[Public]

AFAIK, that expression is legal (some code analyzer may warn on value of 
4*max_wgp_per_sh); similar kind is used in rotate shift operations.

Thanks,
Lijo

-----Original Message-----
From: Quan, Evan <[email protected]> 
Sent: Tuesday, June 22, 2021 7:56 AM
To: Lazar, Lijo <[email protected]>; [email protected]
Cc: Deucher, Alexander <[email protected]>
Subject: RE: [PATCH V3 1/7] drm/amdgpu: correct tcp harvest setting

[AMD Official Use Only]

Thanks Lijo.
However, I'm not quite sure whether " 0xffffffff << (4 * max_wgp_per_sh);" is a 
valid expression since it kind of triggers some overflow.
Can that work for non-x86 platform or even work reliably for x86 platform?

BR
Evan
> -----Original Message-----
> From: Lazar, Lijo <[email protected]>
> Sent: Monday, June 21, 2021 8:08 PM
> To: Quan, Evan <[email protected]>; [email protected]
> Cc: Deucher, Alexander <[email protected]>
> Subject: Re: [PATCH V3 1/7] drm/amdgpu: correct tcp harvest setting
> 
> One minor comment below, apart from that the series looks good.

## Information supplied
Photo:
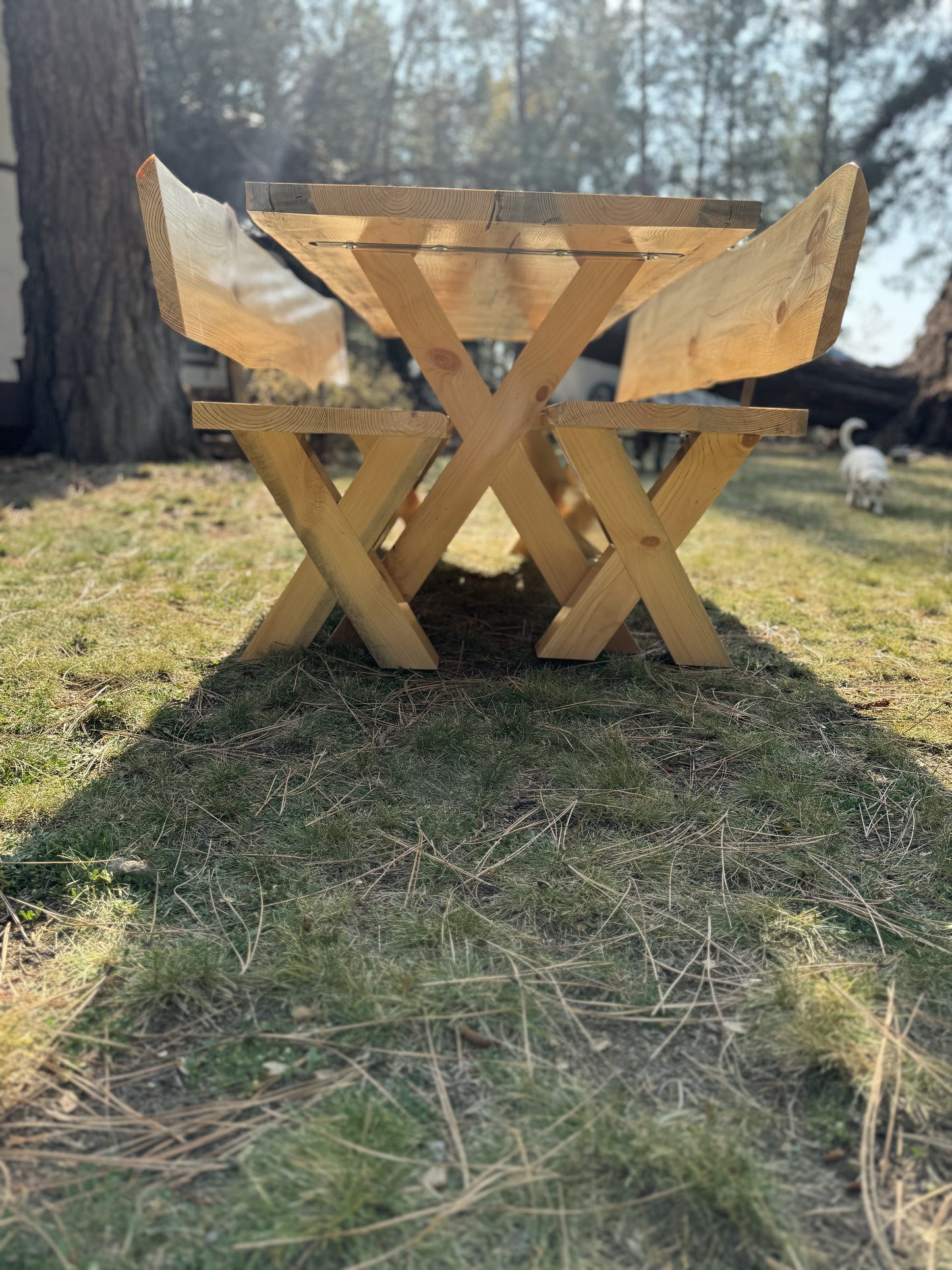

## Request 1
According to the email thread, what kind of operations use an expression similar to the one in question?
## Request 2
Reproduce the email thread verbatim between "Thanks Lijo." and "for x86 platform?", inclusive.

## Task solution 1
Rotate shift operations.

## Task solution 2
Thanks Lijo.
However, I'm not quite sure whether " 0xffffffff << (4 * max_wgp_per_sh);" is a 
valid expression since it kind of triggers some overflow.
Can that work for non-x86 platform or even work reliably for x86 platform?